* WHAT IS BEING ASKED *
Go over the entries below line by line, copying each one that contains the word "green".

====== DATA LISTING ======

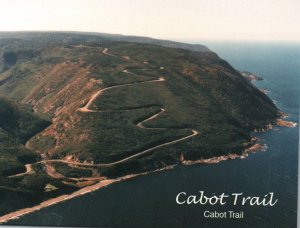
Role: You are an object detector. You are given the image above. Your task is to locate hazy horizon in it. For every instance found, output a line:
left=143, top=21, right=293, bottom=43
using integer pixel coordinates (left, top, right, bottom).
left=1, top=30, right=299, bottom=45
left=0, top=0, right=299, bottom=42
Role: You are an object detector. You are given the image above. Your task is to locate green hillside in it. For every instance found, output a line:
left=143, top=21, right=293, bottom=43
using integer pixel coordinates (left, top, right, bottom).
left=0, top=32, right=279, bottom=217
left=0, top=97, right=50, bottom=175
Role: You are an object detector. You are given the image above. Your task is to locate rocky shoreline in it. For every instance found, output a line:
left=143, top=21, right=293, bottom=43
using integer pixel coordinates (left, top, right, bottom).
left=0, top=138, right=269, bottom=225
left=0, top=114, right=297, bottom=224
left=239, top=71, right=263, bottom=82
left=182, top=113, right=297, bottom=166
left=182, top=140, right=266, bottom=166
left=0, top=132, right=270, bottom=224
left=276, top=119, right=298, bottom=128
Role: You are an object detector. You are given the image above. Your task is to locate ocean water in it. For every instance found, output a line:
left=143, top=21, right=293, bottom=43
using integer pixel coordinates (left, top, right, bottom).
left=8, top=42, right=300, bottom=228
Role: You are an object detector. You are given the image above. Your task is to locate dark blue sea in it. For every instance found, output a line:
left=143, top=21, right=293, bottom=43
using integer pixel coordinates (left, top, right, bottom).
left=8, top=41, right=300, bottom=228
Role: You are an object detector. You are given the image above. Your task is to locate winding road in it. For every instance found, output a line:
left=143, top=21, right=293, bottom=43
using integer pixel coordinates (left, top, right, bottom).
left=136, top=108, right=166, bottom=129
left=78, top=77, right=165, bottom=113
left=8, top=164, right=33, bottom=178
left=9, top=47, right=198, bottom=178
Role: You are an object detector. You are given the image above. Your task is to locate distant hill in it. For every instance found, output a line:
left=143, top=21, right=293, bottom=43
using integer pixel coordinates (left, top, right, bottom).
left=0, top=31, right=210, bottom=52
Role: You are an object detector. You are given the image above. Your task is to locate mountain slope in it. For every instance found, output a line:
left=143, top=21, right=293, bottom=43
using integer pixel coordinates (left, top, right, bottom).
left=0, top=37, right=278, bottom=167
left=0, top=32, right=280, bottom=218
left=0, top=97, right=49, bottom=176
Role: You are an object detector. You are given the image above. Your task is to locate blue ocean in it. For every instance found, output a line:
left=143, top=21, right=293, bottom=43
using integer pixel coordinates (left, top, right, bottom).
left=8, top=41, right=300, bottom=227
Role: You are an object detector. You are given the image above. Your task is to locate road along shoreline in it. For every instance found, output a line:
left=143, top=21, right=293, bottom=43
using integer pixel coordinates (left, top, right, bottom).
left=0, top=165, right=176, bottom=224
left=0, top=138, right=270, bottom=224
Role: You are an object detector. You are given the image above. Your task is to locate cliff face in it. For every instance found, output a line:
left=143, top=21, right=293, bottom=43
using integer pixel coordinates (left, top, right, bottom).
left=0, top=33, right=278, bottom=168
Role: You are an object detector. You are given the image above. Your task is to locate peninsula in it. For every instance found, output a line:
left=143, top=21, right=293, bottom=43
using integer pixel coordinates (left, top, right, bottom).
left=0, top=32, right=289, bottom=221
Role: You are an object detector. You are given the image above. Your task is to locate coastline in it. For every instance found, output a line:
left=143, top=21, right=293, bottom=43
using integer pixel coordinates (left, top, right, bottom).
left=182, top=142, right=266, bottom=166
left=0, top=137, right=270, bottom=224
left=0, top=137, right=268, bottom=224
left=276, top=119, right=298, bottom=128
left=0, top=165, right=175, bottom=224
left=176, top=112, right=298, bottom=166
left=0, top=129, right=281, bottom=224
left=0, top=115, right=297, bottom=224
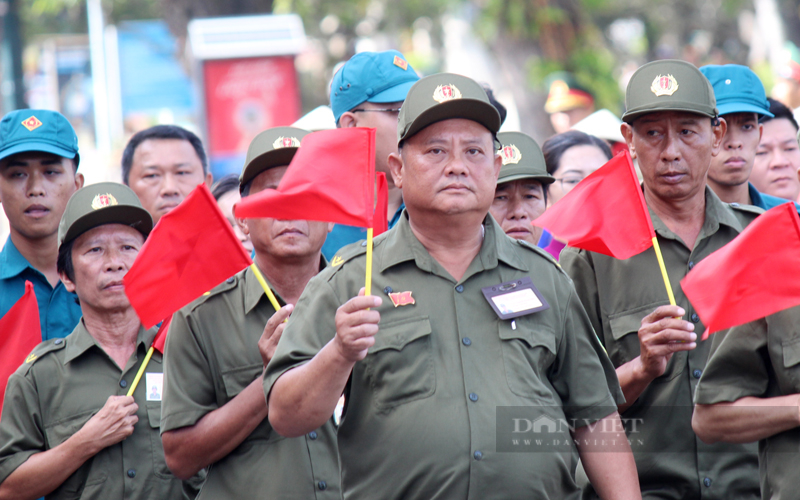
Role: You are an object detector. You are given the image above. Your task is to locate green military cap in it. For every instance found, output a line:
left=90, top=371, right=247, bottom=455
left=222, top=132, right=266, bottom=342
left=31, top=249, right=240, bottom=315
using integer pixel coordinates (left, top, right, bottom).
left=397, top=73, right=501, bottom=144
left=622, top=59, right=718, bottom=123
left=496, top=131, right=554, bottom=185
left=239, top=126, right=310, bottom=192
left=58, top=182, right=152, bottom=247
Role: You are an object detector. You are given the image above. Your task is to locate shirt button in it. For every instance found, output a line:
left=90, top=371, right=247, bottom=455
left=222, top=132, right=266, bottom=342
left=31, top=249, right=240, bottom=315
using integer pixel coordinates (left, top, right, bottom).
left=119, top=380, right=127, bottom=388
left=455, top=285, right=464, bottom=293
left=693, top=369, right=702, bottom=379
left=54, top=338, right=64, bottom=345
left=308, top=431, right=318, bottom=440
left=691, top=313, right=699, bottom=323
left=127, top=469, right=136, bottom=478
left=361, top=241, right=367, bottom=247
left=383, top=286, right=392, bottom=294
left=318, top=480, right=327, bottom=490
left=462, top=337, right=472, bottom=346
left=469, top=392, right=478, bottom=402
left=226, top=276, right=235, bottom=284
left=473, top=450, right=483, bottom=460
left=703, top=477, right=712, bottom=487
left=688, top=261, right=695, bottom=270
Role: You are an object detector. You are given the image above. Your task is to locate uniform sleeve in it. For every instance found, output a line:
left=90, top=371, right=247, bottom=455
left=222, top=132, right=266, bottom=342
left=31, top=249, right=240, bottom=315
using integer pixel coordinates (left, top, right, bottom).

======

* YOUR SOLUTION *
Role: You are an object detector. You are given the image above. Your task is to locate green hillside in it. For every instance found, output a line:
Role: You are an object detector. You are given the image above. Your task is to locate green military cap in it. For every instance found, output a line:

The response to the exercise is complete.